==== Extracted information

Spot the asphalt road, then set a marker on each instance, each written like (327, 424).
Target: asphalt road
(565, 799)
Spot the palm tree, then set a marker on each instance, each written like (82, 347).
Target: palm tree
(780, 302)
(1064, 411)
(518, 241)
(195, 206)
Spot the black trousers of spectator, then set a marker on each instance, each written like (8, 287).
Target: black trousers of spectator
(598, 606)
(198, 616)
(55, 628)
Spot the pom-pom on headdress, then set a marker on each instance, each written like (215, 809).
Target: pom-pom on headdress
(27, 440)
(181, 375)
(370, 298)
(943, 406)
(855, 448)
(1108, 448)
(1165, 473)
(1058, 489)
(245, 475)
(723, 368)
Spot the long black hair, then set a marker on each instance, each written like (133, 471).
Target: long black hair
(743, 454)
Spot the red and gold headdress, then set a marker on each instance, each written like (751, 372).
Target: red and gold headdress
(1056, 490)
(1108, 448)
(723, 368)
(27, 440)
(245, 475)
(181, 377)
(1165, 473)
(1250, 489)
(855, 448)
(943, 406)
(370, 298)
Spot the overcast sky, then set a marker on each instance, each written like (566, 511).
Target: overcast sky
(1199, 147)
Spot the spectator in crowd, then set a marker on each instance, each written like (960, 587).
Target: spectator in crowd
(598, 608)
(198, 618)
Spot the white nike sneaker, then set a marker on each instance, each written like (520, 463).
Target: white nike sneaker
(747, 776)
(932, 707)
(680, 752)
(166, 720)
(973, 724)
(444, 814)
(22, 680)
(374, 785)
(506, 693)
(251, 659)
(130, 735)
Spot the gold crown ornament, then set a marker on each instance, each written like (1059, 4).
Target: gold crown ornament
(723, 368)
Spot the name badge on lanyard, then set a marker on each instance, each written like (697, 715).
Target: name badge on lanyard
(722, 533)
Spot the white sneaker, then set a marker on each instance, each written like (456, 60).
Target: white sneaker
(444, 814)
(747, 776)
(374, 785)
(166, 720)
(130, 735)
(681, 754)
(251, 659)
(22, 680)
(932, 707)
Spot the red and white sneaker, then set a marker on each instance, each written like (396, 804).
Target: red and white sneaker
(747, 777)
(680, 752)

========

• Required work: Each entry in the data should be restated exactly as it was written.

• Solved problem:
Spot the asphalt road, then set a marker on each instance, each written like (327, 424).
Target: asphalt road
(565, 799)
Spot the palm tree, then set a marker on each instance, each written like (82, 347).
Target: palm tree
(780, 302)
(1064, 411)
(518, 241)
(195, 206)
Spot the black trousers of spectator, then set a marker on each instance, each written like (8, 287).
Target: black trousers of spectator
(598, 606)
(198, 616)
(55, 628)
Spot the pom-pom on headdress, then set a marker on each instance, each written like (215, 809).
Target: pom-pom on headdress
(27, 440)
(181, 375)
(370, 298)
(943, 406)
(855, 448)
(1108, 448)
(1165, 473)
(1058, 489)
(245, 475)
(723, 368)
Spot the long black hair, then set a marker on each instance, each written like (133, 471).
Target: long black hair
(743, 454)
Spot the red and gold headdress, then set a marker on each instance, each written like (751, 372).
Target: red and gold headdress
(1056, 490)
(1108, 448)
(723, 368)
(27, 440)
(245, 475)
(181, 377)
(1165, 473)
(1250, 489)
(855, 448)
(943, 406)
(370, 298)
Spot the overcast sky, then set a marker on each instance, each written like (566, 511).
Target: overcast sky
(1199, 147)
Spot the spectator in crowd, then set a marker on each instance, each written like (960, 587).
Target: spectator in crowd
(598, 608)
(198, 618)
Spot the white nike sneaker, then set a marker on each instance, each written like (520, 463).
Target: white nike sneaker
(747, 776)
(932, 707)
(680, 752)
(166, 720)
(973, 724)
(444, 814)
(22, 680)
(374, 785)
(506, 693)
(251, 659)
(130, 735)
Spot the gold crown ornament, then set a marker on each instance, each written like (1059, 4).
Target: gold crown ornament
(723, 368)
Spot the name badge on lanyard, then set a marker on each instance, each written like (697, 715).
Target: name badge on lanyard
(722, 533)
Spot the white sneaker, then set a marker on each instance, each written like (456, 60).
Target: white sneaker
(444, 814)
(747, 776)
(374, 785)
(166, 720)
(130, 735)
(681, 754)
(251, 659)
(22, 680)
(932, 707)
Spot the red and white sneaker, then set a marker on each instance, each written like (396, 804).
Target: red and white sneaker
(747, 777)
(680, 752)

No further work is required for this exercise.